#### [Aufgabe 1]
Treffen die folgenden Aussagen laut dem Artikel zur Kalay-Sicherheitslücke zu? Antworten Sie jeweils mit Ja oder Nein und zitieren Sie die entscheidenden Worte wörtlich. (a) Die Sicherheitslücke wurde von Forschern von Mandiant aufgedeckt. (b) Für das betroffene SDK gibt es noch keine abgesicherte Version. (c) Es steht bereits fest, wie viele IoT-Geräte der Lücke ausgesetzt sind.
#### [Aufgabe 2]
Schreiben Sie aus dem Artikel zur Kalay-Sicherheitslücke den Abschnitt zwischen „von Svenja Koch“ und „besten begegnen können.“, beide eingeschlossen, wortgetreu ab.
#### [Aufgabe 3]
Wie könnte der Artikel zur Kalay-Sicherheitslücke weitergehen? Setzen Sie ihn im Anschluss an seinen letzten Satz fort.

#### [Vorliegender Text]
#####

IoT Sicherheitslücke in der Kalay-Cloud-Plattform! Über 83 Millionen Geräte betroffen?
von Svenja Koch
Ob im Business oder privat: IoT Cyberbedrohungen können immense Schäden verursachen
IP-Kameras, digitale Videorekorder oder digitale Babyphones machen uns den Alltag auf jeden Fall komfortabler. IoT Geräte aller Art sind mittlerweile millionenfach in Haushalten weltweit im Einsatz – und stehen jetzt unter Beschuss! Denn eine kürzlich aufgedeckte IoT Sicherheitslücke ermöglicht Cyberangriffe auf die vernetzten Geräte, bei denen die Angreifer über das Internet die Kontrolle über die vernetzten, smarten Geräte übernehmen können. Die Sicherheitslücke mit der Bezeichnung CVE-2021-28372 ist mit dem Bedrohungsgrad „kritisch“ klassifiziert und nicht „mal eben“ mit Patches zu beheben. Wir klären auf, was die IoT Sicherheitslücke für Auswirkungen haben kann, was genau die Schwachstelle Kalay ausmacht und wie Sie IoT Cyberbedrohungen am besten begegnen können.
IoT Sicherheitslücke in der Kalay-Cloud-Plattform
Die IoT Sicherheitslücke CVE-2021-28372 wurde von Sicherheitsforschern von Mandiant in einer Software-Kernkomponente des taiwanesischen Unternehmens Throughtek aufgedeckt. Die Komponente ist Teil der Kalay-Cloud-Plattform, die von Herstellern weltweit bei der Herstellung von smarten Kameras, Babyphones oder digitalen Videorekordern eingesetzt wird. Die Schwachstelle bei Kalay befindet sich im P2P-SDK von Throughtek – einer durchaus praktischen Funktion, die einem Client den Zugriff auf Audio-und Videostreams einer Kamera über das Internet erlaubt. Das große Problem der Schwachstelle bei Kalay: Es existiert zwar eine abgesicherte SDK-Version – da das SDK aber von zahlreichen Herstellern für unzählige smarte Geräte eingesetzt wird, gestaltet sich das Patchen überaus schwierig.
Wie viele Geräte sind von der IoT Sicherheitslücke betroffen?
In Ihrem Bericht schreiben die Sicherheitsforscher von Mandiant, dass das Throughtek SDK auf 83 Millionen IoT Geräten verwendet wird – und monatlich weit über eine Milliarde Verbindungen zum Kalay-Netzwerk durchgeführt werden. Allerdings ist aktuell noch völlig unklar, wie viele der IoT Geräte betroffen und somit Cyberangriffen ausgesetzt sind.

#####

#### [Vorliegende Datensätze]
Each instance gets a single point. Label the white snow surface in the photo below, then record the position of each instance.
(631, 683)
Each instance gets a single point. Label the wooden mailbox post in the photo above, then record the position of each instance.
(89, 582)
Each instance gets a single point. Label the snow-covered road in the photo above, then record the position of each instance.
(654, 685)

#####

#### [Lösung 1]
(a) Ja: „Die IoT Sicherheitslücke CVE-2021-28372 wurde von Sicherheitsforschern von Mandiant in einer Software-Kernkomponente des taiwanesischen Unternehmens Throughtek aufgedeckt.“
(b) Nein: „Es existiert zwar eine abgesicherte SDK-Version“
(c) Nein: „Allerdings ist aktuell noch völlig unklar, wie viele der IoT Geräte betroffen und somit Cyberangriffen ausgesetzt sind.“

#### [Lösung 2]
von Svenja Koch
Ob im Business oder privat: IoT Cyberbedrohungen können immense Schäden verursachen
IP-Kameras, digitale Videorekorder oder digitale Babyphones machen uns den Alltag auf jeden Fall komfortabler. IoT Geräte aller Art sind mittlerweile millionenfach in Haushalten weltweit im Einsatz – und stehen jetzt unter Beschuss! Denn eine kürzlich aufgedeckte IoT Sicherheitslücke ermöglicht Cyberangriffe auf die vernetzten Geräte, bei denen die Angreifer über das Internet die Kontrolle über die vernetzten, smarten Geräte übernehmen können. Die Sicherheitslücke mit der Bezeichnung CVE-2021-28372 ist mit dem Bedrohungsgrad „kritisch“ klassifiziert und nicht „mal eben“ mit Patches zu beheben. Wir klären auf, was die IoT Sicherheitslücke für Auswirkungen haben kann, was genau die Schwachstelle Kalay ausmacht und wie Sie IoT Cyberbedrohungen am besten begegnen können.

#### [Lösung 3]
Wie funktionieren Cyberangriffe über die Schwachstelle bei Kalay?
Die gute Nachricht zuerst: Ganz einfach wird Cyberkriminellen der Angriff über die Schwachstelle bei Kalay nicht gemacht. Zum einen benötigen die Cyberangreifer fundierte Kenntnisse über das Kalay-Protokoll – und zum anderen benötigen sie die Unternehmens-Identifikationsnummer (UID) der IoT Geräte. Der „gängige“ Weg, mittels Brute-Force-Cyberattacken an die UIDs zu gelangen, ist offenbar nicht möglich. Daher benötigen die Cyberkriminellen andere Wege, um an die UIDs zu kommen – Social Engineering ist gemäß den Sicherheitsexperten von Mandiant einer der erfolgversprechendsten Wege.
Sobald der Cyberangreifer jedoch die UID in seinen Besitz gebracht hat, kann er das im Kalay-Netzwerk registrierte IoT Gerät quasi übernehmen. In der Folge werden alle von dem kompromittierten Gerät gesendeten Daten an den Angreifer übertragen. Diese Daten können nicht nur Einblicke in die Intimsphäre der Betroffenen darstellen, sondern auch Mitschnitte von Log-In-Vorgängen. Liegen dem Cyberangreifer diese Log-In-Daten einmal vor, ist die vollständige Übernahme weiterer IoT Geräte nur noch eine Frage der Zeit – und der Motivation des Angreifers.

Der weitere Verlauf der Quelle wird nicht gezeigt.